AIM: Copy all the items below in full, increasing every bounding-box coordinate in the answers by 148. Leave the pictures out.

INPUT RECORDS:

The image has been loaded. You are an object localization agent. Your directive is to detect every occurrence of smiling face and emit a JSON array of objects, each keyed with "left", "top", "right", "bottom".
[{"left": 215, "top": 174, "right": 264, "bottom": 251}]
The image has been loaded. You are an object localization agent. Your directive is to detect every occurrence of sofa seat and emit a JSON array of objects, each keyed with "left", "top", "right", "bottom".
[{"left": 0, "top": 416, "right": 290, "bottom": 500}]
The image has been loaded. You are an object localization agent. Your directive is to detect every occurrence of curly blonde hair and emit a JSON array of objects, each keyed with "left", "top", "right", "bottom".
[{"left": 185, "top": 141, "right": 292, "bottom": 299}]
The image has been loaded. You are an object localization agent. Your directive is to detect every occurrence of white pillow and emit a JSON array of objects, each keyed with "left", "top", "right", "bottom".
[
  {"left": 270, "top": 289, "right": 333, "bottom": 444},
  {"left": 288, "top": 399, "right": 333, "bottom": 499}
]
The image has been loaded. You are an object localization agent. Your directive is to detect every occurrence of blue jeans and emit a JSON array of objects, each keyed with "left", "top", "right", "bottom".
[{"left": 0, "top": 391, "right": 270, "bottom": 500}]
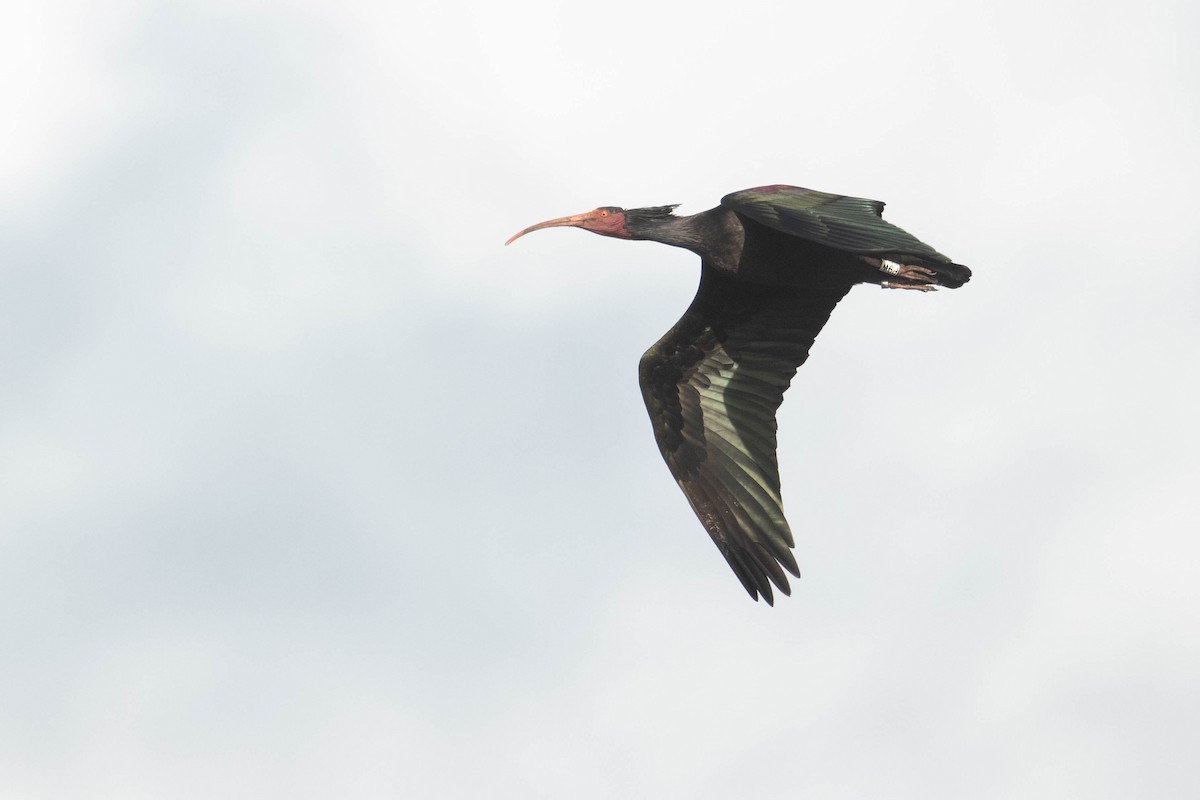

FINAL ANSWER:
The image has been loaded. You are an object localization agent. Your directive is to detect every occurrence of smiling face and emit a JSON array of objects, each keyed with "left", "top", "right", "bottom".
[{"left": 363, "top": 322, "right": 412, "bottom": 399}]
The image has been loaded. You are an object localization agent. Your directive is to detect every occurrence of sofa seat and emit a JSON array of objects, each keyed with "left", "top", "right", "bottom".
[{"left": 148, "top": 564, "right": 438, "bottom": 648}]
The image has been loaded. You are an object localization agent. Your directive is to detect every occurrence of curly blonde hair and emit a JSON array of objects, each keyed with "left", "top", "right", "bottom".
[{"left": 333, "top": 289, "right": 440, "bottom": 447}]
The image has been loaded. You are an object localization agent. Your directive is to detect every occurrence of white pillow and emit a JSON array of objects, each keyed with "left", "top", "right", "bottom".
[
  {"left": 418, "top": 437, "right": 481, "bottom": 592},
  {"left": 436, "top": 547, "right": 481, "bottom": 647}
]
The image has been loaded. You are an object localization agent. Your directive is to detect every occurrence of blue jeans and emit a JSON array of objects, each keyed with "left", "top", "right", "bottom".
[{"left": 148, "top": 539, "right": 418, "bottom": 648}]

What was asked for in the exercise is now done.